▶ _Problem details_:
Every line from the first in the listing below to the line containing "negative clicks: (301, 113)" is to be repeated exactly, and no line past it.

▶ _Given records_:

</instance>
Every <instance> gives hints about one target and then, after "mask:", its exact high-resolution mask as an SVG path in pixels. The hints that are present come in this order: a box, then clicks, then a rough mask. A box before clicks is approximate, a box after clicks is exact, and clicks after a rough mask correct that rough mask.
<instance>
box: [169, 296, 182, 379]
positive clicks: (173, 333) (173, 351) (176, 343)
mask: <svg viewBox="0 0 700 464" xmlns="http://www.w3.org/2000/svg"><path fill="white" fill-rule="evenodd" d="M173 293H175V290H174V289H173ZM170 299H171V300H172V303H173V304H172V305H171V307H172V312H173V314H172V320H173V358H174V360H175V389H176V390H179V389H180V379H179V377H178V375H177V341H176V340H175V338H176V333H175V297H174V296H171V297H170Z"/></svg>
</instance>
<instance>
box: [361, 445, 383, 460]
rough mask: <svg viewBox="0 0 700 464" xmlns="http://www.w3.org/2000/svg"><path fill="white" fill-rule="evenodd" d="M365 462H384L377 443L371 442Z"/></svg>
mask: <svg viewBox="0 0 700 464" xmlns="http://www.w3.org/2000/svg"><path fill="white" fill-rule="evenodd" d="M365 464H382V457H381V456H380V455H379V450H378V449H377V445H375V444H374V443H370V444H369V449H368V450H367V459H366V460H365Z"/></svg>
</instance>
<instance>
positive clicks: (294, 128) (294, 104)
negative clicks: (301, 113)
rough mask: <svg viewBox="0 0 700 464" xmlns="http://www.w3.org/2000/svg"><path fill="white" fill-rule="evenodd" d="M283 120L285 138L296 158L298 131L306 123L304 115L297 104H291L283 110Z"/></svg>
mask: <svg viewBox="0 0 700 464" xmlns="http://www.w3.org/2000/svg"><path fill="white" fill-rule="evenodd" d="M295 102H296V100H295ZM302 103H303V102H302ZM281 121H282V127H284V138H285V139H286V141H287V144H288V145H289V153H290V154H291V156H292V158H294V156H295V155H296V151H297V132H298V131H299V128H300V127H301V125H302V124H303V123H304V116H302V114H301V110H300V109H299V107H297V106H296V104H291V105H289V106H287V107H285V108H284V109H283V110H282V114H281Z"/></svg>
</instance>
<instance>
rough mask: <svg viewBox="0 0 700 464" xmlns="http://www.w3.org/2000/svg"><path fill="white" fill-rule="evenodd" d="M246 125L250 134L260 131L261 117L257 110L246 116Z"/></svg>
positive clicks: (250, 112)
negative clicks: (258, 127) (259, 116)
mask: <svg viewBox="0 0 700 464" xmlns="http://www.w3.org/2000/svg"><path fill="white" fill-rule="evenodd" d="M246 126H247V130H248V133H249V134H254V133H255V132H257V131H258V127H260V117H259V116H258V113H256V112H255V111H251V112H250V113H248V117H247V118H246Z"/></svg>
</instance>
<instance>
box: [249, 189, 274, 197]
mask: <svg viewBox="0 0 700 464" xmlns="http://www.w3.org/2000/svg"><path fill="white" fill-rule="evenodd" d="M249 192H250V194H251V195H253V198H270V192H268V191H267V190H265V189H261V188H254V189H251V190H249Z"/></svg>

▶ _Answer box_:
</instance>
Every <instance> gives hints about one target and then, after "mask:", its exact high-resolution mask as an SVG path in pixels. The hints that are present come in this order: a box, then clicks, then a rough mask. A box before clicks is approximate, a box after clicks is exact, and clicks after a rough mask correct that rough mask.
<instance>
box: [169, 296, 182, 379]
positive clicks: (173, 333) (173, 351) (176, 343)
mask: <svg viewBox="0 0 700 464" xmlns="http://www.w3.org/2000/svg"><path fill="white" fill-rule="evenodd" d="M173 293H175V290H174V289H173ZM170 299H171V300H172V303H173V304H172V305H171V307H172V312H173V314H172V320H173V358H174V360H175V389H176V390H179V389H180V379H179V377H178V375H177V341H176V340H175V338H176V333H175V297H174V296H171V297H170Z"/></svg>
</instance>
<instance>
box: [361, 445, 383, 460]
rough mask: <svg viewBox="0 0 700 464" xmlns="http://www.w3.org/2000/svg"><path fill="white" fill-rule="evenodd" d="M365 462H384L377 443L371 442Z"/></svg>
mask: <svg viewBox="0 0 700 464" xmlns="http://www.w3.org/2000/svg"><path fill="white" fill-rule="evenodd" d="M365 464H382V457H381V456H380V455H379V450H378V449H377V445H375V444H374V443H370V444H369V449H368V450H367V459H366V460H365Z"/></svg>
</instance>
<instance>
positive clicks: (294, 128) (294, 104)
negative clicks: (301, 113)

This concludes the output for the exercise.